GIVEN INSTRUCTION: Give the lines of the items below as a JSON list of strings, one string per line, starting at the line that contains "the blurred chair." and stopping after the line that contains "(1151, 492)". Leave out any blank lines.

DATA LISTING:
'''
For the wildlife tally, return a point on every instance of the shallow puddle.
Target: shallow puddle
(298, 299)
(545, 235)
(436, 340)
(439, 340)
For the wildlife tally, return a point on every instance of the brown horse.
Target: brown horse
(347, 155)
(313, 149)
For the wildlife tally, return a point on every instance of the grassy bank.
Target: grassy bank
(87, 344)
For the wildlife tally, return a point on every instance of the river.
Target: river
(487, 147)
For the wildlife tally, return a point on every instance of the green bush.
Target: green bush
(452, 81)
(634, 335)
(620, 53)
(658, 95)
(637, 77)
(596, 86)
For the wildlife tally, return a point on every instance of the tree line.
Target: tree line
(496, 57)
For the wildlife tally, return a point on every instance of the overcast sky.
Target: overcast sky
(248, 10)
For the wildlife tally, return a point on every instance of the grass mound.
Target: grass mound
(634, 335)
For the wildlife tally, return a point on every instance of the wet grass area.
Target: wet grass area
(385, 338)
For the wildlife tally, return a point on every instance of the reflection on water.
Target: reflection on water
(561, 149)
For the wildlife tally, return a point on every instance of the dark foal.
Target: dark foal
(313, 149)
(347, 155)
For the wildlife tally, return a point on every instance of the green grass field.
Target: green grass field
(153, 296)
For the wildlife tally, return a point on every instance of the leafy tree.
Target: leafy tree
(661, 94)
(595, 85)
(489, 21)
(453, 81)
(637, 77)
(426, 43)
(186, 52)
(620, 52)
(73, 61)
'''
'''
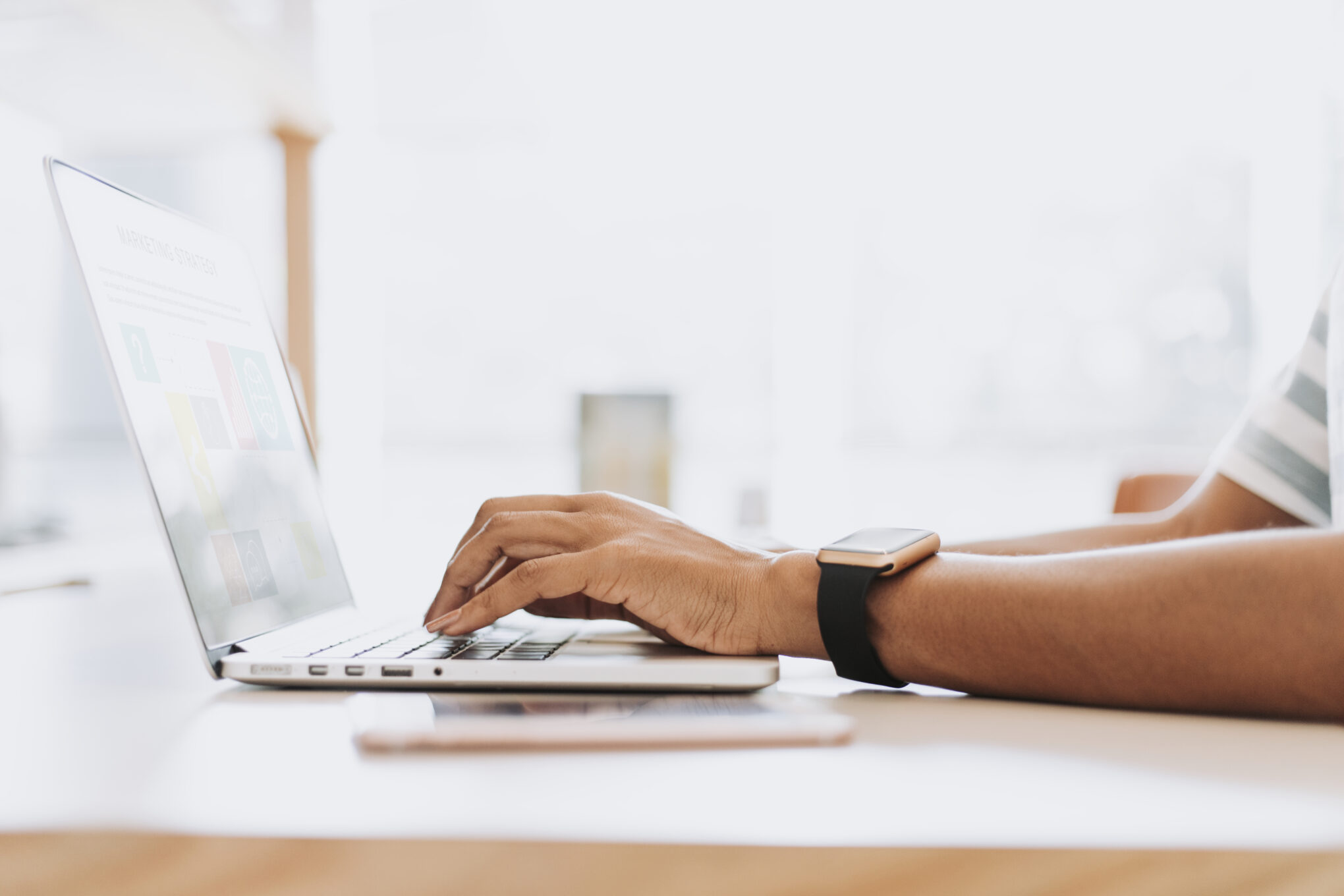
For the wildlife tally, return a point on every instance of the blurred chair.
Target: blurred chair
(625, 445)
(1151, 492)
'''
EXERCISE SOLUTION:
[
  "For the wildlife tally, return a point on every instance of the blurred chair.",
  "Target: blurred chair",
  "(625, 445)",
  "(1151, 492)"
]